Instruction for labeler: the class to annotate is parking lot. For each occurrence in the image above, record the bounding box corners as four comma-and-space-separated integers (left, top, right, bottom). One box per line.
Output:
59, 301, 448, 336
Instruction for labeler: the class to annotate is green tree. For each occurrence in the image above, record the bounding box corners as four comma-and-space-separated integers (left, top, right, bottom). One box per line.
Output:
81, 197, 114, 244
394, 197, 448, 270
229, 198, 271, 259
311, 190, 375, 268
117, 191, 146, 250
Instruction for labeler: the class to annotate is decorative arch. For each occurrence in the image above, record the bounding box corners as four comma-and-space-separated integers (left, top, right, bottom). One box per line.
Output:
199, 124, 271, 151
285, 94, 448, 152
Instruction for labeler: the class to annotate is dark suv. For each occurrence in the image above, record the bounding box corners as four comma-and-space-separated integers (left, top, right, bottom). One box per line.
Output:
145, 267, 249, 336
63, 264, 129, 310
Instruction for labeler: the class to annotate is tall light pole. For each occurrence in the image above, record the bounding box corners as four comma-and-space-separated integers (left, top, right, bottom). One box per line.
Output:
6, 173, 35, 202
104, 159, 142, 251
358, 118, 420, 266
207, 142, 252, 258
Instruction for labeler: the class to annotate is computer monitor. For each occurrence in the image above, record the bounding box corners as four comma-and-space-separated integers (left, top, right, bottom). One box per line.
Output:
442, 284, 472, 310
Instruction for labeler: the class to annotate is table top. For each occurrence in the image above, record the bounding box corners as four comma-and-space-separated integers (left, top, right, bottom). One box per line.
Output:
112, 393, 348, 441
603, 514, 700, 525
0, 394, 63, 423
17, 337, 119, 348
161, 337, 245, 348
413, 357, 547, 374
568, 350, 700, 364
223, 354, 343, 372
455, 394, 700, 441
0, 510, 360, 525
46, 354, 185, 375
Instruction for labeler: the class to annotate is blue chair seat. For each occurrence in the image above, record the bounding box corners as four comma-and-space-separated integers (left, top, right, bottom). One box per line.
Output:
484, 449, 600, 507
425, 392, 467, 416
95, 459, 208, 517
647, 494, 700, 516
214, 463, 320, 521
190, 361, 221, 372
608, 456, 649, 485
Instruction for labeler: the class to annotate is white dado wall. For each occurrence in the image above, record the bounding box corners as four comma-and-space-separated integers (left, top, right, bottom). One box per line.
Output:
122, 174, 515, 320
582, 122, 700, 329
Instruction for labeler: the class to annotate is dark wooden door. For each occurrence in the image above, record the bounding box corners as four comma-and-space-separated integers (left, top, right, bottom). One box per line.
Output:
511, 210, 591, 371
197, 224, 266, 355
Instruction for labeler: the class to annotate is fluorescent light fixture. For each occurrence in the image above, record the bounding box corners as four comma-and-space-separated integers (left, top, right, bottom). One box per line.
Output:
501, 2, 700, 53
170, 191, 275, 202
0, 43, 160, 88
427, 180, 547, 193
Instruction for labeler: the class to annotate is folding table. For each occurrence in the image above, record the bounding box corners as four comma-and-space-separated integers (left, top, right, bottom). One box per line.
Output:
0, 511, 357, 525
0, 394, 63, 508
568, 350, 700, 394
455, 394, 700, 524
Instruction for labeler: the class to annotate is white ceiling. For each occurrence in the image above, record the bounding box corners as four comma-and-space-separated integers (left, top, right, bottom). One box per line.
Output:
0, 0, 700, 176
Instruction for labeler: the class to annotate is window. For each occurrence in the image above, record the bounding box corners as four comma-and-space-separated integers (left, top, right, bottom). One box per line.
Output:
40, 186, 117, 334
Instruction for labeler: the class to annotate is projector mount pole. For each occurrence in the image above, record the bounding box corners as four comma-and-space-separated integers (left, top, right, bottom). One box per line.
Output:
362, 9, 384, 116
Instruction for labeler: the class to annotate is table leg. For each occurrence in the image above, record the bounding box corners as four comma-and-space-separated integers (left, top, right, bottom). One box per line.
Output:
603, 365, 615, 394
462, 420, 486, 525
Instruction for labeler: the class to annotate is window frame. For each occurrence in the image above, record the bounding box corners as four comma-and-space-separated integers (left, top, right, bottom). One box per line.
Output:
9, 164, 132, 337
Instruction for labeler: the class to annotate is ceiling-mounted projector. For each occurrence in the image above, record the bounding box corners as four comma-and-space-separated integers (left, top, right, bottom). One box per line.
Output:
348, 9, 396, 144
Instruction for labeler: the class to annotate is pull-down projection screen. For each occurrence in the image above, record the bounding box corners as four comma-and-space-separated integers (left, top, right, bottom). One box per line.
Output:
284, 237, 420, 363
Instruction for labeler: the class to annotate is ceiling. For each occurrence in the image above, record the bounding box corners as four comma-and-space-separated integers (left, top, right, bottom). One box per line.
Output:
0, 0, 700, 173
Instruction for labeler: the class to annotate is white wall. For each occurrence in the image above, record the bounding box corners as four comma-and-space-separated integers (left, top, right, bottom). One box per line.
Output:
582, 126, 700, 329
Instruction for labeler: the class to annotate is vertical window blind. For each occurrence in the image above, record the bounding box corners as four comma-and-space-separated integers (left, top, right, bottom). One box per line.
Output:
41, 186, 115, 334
::::::::::
Énoncé de l'exercice
Recopie intégralement la liste ci-dessus en substituant « the category to annotate is » à « the class to annotate is » à chaque occurrence, sans rien modifier d'autre.

Corrigé de l'exercice
Instruction for labeler: the category to annotate is parking lot. For each occurrence in the image above, record the bounding box corners as four comma-and-space-separated integers (left, top, right, bottom). One box per line.
Output:
59, 301, 448, 336
Instruction for labeler: the category to annotate is green tree. For each occurrence in the image above, record the bounding box corners as four comma-and-space-separated integers (left, top, right, bottom). One box per line.
Output:
81, 197, 114, 244
394, 197, 448, 270
229, 198, 271, 259
311, 190, 375, 268
117, 191, 146, 250
Instruction for labeler: the category to annotate is decorative arch. For each occurrence in the image above, record the bounding box corners as four comma-and-space-separated integers (left, top, right, bottom). One box per line.
Output:
199, 124, 271, 151
285, 94, 448, 152
Instruction for labeler: the category to annotate is dark suv. For each occurrence in the image above, record the bounding box corners as four comma-and-space-separated integers (left, top, right, bottom). One box per line.
Output:
145, 267, 249, 336
63, 264, 129, 310
Instruction for labeler: the category to annotate is tall light pole. For each occurrence in the image above, record the bounding box corners as four comma-and-space-separated integers (left, top, right, bottom). One box per line.
Output:
6, 173, 35, 202
104, 159, 142, 251
358, 118, 420, 266
207, 142, 252, 258
Instruction for labeler: the category to annotate is computer monitor. For each occurrence in the image above, record the bounding box corners as four comma-and-space-separated integers (left, top, right, bottom). One box per line.
Output:
442, 284, 472, 310
Instruction for labeler: the category to annotate is table top. For each occurrence in the image above, record the bounding box corners as four comma-and-space-separated integers (left, top, right, bottom). One box per line.
Output:
112, 393, 348, 441
603, 514, 700, 525
0, 394, 63, 423
17, 337, 119, 348
161, 337, 245, 348
413, 357, 547, 374
568, 350, 700, 364
223, 354, 343, 372
455, 394, 700, 441
0, 510, 360, 525
46, 354, 185, 375
Instruction for labeler: the category to annotate is blue chair seat. For each occurrence in the image above, record the bounding box corners as four comma-and-space-separated integers (left, top, right, bottom). One box per line.
Output:
484, 449, 600, 507
425, 392, 467, 416
95, 459, 208, 517
647, 494, 700, 516
214, 463, 320, 521
190, 361, 221, 372
608, 456, 649, 485
Instruction for labeler: the category to annotate is white dado wall. For each occurrence in the image above, record the bounding box corners as four comma-and-space-separated integers (left, top, right, bottom). One box per line.
Output:
122, 174, 515, 320
582, 122, 700, 329
Instruction for labeler: the category to annotate is dark wooden door. For each occurrence in the image above, record the bounding box corners as four comma-and-space-separated integers (left, top, right, bottom). One box per line.
Output:
511, 210, 591, 371
197, 224, 266, 355
Instruction for labeler: the category to annotate is fluorescent light fixture. For each occurrence in the image above, record the bounding box corners as four comma-and-space-separated integers (left, top, right, bottom). One box per line.
Output:
501, 2, 700, 53
170, 191, 275, 202
0, 43, 160, 88
427, 180, 547, 193
Instruction for labeler: the category to annotate is folding table. For each occurrence in the image above, record the bounding box corners as four comma-and-space-separated integers (left, top, right, bottom). One box per line.
Output:
0, 511, 357, 525
0, 394, 63, 508
568, 350, 700, 394
455, 394, 700, 524
Instruction for labeler: the category to annotate is white ceiling. For each occurrence in the image above, record the bounding box corners as four comma-and-space-separated integers (left, top, right, bottom). One box per line.
Output:
0, 0, 700, 176
Instruction for labeler: the category to annotate is window. For each occurrence in the image above, record the bounding box corners as four comma-and-space-separated integers (left, top, right, bottom). One box per line.
Output:
40, 186, 117, 334
Instruction for labeler: the category to annotate is projector mount pole. For each occurrence in the image above, record the bounding box corners as four comma-and-space-separated integers (left, top, right, bottom). One box per line.
Output:
362, 9, 384, 116
Instruction for labeler: the category to annotate is table leg. For each occurrence in the image above, record the bounding box corners as four comma-and-space-separated integers (left, top, right, bottom). One box per line.
Output:
603, 365, 615, 394
462, 420, 486, 525
Instruction for labeler: the category to annotate is window frame. For each occurrence in the image above, record the bounding box corners as four comma-and-space-separated integers (left, top, right, bottom). One box per line.
Output:
9, 164, 132, 337
Instruction for labeler: the category to annotate is ceiling-mounted projector. For each occurrence in the image above, record the bounding box corners as four comma-and-space-separated integers (left, top, right, bottom). One box per line.
Output:
348, 9, 396, 144
Instruction for labeler: the category to annotate is pull-down projection screen. For each occurrence in the image above, record the bounding box corners as four comma-and-space-separated integers (left, top, right, bottom). One box per line.
Output:
284, 237, 420, 363
Instruction for labeler: the category to annotate is ceiling. For each occurrence in the image above, record the bounding box corners as four comma-and-space-separated integers (left, top, right, bottom). One box per line.
Output:
0, 0, 700, 173
Instruction for labeler: the category to annotate is white wall. For each occurrence in the image above, record the bounding box corners as four comma-and-space-separated integers (left, top, right, bottom). One box per line.
Output:
582, 126, 700, 329
Instruction for labeler: the category to annotate is vertical window blind. For each occurrence in the image above, record the bounding box corners as four comma-and-space-separated integers (left, top, right, bottom). One box per line.
Output:
41, 186, 115, 334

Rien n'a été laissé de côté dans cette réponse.